Rows of bounding box annotation data
────────────────────

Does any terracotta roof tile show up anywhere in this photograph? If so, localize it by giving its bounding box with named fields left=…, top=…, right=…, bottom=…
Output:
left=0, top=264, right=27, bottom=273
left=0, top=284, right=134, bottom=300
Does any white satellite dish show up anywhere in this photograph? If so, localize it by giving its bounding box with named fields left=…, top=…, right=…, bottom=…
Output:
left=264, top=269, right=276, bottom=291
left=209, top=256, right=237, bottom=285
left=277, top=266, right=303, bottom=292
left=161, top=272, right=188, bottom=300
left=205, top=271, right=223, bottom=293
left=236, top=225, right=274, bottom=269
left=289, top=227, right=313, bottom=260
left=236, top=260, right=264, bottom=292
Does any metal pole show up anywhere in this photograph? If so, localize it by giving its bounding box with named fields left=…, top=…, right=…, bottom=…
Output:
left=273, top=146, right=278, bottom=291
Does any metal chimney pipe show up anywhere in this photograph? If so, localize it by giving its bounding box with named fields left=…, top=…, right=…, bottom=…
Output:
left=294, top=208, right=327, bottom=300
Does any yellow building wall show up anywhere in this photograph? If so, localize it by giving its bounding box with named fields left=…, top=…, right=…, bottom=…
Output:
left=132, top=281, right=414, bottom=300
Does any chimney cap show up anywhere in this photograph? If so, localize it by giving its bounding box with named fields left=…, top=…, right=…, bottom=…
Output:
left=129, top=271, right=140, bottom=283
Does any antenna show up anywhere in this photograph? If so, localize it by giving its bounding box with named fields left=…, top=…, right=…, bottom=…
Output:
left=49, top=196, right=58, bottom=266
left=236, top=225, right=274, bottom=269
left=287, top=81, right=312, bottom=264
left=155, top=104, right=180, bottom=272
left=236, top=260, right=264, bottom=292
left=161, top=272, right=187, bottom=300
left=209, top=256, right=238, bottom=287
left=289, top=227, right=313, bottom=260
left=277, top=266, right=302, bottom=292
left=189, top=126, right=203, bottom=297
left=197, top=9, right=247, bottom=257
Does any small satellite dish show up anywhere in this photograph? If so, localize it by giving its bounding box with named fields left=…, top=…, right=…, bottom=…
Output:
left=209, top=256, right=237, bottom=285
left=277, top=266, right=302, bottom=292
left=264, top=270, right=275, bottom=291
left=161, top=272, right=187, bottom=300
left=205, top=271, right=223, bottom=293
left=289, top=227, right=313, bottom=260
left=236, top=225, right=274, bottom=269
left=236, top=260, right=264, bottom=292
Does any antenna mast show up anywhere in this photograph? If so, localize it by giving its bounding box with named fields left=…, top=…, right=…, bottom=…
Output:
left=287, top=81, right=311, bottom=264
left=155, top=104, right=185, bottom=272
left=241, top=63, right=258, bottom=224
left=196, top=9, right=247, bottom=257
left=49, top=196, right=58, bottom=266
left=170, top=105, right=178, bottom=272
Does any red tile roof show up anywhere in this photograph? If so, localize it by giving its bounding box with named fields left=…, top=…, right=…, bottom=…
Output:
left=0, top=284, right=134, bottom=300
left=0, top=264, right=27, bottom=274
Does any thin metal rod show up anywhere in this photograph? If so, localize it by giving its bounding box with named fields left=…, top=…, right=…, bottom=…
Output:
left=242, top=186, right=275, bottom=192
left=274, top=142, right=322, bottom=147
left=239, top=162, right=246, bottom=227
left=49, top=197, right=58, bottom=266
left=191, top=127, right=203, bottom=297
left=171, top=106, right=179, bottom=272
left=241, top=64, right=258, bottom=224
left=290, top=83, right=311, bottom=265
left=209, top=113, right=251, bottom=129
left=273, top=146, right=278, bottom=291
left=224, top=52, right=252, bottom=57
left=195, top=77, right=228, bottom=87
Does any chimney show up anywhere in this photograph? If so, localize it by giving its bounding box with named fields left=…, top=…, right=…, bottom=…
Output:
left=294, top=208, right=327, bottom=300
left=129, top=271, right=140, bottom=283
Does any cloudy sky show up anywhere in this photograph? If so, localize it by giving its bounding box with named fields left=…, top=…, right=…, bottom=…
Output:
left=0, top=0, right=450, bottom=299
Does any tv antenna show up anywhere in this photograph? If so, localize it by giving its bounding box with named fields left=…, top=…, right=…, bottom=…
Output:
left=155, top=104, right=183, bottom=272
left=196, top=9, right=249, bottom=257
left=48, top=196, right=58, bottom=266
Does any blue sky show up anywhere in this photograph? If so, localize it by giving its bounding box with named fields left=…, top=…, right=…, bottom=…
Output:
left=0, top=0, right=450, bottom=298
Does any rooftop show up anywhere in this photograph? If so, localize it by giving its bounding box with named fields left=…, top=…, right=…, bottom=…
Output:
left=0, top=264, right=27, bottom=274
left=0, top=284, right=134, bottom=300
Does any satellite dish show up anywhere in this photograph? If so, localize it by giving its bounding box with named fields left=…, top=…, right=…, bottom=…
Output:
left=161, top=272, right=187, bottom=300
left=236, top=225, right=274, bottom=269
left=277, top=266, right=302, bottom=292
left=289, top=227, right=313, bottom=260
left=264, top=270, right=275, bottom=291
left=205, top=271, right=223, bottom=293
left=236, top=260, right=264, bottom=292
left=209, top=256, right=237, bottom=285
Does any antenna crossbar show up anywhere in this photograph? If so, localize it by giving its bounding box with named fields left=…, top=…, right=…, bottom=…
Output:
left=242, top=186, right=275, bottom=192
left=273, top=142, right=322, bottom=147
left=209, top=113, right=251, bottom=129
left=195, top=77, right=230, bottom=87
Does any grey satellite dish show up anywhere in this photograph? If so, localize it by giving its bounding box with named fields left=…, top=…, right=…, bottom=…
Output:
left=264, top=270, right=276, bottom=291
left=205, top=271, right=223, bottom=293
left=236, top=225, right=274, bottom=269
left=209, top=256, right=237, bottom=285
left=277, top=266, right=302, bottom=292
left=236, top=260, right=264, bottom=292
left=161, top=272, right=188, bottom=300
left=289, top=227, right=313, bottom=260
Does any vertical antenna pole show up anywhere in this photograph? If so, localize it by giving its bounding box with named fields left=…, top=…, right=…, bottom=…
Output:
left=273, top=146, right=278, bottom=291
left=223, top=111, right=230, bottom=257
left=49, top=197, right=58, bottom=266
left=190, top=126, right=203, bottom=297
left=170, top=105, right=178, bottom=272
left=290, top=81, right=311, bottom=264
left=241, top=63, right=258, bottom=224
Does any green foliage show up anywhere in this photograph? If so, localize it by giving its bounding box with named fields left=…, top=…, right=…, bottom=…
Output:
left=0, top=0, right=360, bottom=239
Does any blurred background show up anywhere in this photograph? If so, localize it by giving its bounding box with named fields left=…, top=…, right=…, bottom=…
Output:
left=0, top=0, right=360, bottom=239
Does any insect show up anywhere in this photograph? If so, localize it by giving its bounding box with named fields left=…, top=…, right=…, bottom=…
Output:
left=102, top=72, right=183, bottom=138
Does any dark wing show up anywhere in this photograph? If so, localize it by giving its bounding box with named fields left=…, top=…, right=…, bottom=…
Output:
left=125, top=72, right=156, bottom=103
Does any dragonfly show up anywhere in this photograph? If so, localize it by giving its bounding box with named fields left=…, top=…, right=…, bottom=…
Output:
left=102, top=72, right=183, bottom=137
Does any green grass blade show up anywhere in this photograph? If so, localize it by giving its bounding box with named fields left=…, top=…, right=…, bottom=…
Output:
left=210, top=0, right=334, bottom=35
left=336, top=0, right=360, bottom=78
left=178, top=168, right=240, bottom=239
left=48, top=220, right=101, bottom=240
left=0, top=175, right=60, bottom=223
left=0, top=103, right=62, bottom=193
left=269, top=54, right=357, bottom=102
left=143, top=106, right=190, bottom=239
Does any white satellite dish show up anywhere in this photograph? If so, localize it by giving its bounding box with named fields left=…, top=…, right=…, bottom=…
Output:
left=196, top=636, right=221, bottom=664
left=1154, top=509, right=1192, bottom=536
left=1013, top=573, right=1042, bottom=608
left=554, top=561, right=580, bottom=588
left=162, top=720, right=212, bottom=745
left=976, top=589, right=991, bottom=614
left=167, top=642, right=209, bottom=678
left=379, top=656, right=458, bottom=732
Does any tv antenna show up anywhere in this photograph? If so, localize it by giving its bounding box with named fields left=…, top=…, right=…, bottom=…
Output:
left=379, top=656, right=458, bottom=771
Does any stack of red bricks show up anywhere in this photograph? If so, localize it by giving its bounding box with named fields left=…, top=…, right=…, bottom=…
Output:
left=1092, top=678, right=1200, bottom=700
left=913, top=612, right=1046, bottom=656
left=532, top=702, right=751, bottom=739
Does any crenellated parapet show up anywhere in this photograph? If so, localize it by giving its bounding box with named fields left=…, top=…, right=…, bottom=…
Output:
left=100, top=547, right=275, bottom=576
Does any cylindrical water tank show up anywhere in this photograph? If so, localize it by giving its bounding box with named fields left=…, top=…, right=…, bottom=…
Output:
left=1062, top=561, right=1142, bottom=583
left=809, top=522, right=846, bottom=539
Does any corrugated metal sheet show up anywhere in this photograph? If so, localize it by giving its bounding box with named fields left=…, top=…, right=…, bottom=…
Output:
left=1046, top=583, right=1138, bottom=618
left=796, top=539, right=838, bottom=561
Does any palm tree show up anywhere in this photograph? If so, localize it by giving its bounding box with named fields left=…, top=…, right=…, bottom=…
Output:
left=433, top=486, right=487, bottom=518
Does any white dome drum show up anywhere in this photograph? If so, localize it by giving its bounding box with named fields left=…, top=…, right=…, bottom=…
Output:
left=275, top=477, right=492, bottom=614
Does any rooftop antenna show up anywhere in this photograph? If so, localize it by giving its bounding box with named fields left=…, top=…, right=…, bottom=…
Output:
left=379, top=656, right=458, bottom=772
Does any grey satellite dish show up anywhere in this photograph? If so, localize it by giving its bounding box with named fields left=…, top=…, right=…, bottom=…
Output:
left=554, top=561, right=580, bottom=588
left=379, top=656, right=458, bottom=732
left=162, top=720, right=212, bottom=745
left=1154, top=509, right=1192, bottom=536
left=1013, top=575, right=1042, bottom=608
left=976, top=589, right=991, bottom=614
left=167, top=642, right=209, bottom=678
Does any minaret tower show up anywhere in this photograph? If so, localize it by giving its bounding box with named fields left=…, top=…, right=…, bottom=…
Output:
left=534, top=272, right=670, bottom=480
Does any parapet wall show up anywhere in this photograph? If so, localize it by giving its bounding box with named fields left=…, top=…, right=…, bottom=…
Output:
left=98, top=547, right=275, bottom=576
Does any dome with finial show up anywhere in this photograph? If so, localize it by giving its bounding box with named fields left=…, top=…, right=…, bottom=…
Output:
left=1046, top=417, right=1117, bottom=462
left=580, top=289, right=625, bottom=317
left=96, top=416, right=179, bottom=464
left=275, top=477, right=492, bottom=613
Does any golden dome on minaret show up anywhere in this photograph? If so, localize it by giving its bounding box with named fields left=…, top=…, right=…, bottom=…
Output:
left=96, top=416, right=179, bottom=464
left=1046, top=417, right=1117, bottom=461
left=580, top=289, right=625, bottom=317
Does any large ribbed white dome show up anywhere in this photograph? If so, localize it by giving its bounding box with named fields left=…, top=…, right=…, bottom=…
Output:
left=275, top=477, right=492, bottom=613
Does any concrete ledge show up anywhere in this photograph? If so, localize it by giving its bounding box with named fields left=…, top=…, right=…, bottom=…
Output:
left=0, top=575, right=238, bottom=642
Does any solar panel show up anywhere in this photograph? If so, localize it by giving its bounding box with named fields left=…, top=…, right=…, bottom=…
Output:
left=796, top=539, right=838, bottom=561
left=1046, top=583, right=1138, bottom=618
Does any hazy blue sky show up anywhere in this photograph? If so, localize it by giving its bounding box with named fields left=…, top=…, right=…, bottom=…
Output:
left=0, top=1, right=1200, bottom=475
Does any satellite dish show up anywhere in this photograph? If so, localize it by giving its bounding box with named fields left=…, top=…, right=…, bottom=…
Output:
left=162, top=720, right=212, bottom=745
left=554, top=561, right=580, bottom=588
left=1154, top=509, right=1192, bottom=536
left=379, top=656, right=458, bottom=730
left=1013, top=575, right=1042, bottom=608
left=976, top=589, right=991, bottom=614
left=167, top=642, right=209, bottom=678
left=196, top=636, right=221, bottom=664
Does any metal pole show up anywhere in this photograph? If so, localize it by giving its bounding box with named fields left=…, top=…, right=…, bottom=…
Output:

────────────────────

Exercise brief >> Rescale the portion of the material that opens with the line containing "Does any dark" and closes with the line containing "left=143, top=106, right=190, bottom=239", both lines included, reproducing only that portion with every line and request kept in place. In the answers, multiply each bounding box coordinate by 2.55 and round it to a whole number, rounding halves up.

Task solution >>
Does any dark wing show up anywhere in this photograph? If so, localize it by giving its bounding box with named fields left=…, top=…, right=…, bottom=…
Output:
left=319, top=184, right=398, bottom=263
Does any dragonfly show up anywhere in this photograph? If so, localize it by giving its bounding box with named fields left=…, top=…, right=…, bottom=…
Output:
left=260, top=184, right=467, bottom=349
Does any green grass blade show up anywhere in this photograph? If so, localize it by giving its bounding box with named fields left=…, top=…, right=…, bottom=…
Output:
left=536, top=0, right=852, bottom=89
left=857, top=0, right=918, bottom=199
left=454, top=428, right=612, bottom=609
left=122, top=561, right=258, bottom=612
left=0, top=446, right=153, bottom=569
left=0, top=263, right=158, bottom=492
left=686, top=138, right=910, bottom=260
left=365, top=270, right=485, bottom=609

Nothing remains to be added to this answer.